# [What you will do]
Go over the listing below line by line, and return each one holding the string "background".

# [Supplied material]
==========

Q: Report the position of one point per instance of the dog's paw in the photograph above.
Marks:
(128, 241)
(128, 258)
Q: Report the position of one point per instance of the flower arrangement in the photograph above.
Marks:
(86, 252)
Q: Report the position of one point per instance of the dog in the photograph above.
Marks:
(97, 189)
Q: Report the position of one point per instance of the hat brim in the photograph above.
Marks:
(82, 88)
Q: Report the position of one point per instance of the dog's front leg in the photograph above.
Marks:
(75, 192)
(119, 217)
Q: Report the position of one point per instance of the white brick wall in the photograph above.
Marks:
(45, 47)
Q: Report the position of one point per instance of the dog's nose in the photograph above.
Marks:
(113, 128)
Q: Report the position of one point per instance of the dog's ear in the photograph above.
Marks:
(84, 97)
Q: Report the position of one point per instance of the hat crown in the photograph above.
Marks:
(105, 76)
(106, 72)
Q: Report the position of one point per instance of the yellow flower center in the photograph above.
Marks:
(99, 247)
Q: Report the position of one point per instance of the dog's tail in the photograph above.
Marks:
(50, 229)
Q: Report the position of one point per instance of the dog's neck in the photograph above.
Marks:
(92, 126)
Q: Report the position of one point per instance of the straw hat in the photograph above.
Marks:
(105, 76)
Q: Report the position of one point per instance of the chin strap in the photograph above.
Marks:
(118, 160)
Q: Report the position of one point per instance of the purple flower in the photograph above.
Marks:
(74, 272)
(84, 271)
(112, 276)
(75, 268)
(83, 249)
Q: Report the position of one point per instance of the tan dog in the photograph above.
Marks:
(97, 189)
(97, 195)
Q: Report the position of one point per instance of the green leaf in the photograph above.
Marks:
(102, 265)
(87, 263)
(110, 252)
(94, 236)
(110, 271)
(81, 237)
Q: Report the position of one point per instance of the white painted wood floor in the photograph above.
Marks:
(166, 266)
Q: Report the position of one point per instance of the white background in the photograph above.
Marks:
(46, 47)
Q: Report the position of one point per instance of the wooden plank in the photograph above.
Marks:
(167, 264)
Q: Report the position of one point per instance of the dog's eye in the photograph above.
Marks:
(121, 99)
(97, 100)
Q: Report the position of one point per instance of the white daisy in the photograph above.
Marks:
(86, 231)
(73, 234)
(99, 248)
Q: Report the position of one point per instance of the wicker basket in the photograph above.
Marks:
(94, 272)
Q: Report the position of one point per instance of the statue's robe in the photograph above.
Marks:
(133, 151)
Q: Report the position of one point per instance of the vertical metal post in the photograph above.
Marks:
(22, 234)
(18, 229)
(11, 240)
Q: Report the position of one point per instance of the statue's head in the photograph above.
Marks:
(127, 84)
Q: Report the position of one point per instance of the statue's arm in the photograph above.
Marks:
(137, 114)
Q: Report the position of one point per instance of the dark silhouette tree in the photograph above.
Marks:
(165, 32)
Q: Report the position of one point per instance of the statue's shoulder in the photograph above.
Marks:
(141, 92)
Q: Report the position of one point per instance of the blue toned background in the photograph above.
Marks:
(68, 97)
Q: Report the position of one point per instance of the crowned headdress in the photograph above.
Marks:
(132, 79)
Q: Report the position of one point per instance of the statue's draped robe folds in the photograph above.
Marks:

==========

# [Your solution]
Q: Report the position of one point per instance of the white background in the photograph above.
Q: Report the position of one point per instance of the blue toned background in the photograph above.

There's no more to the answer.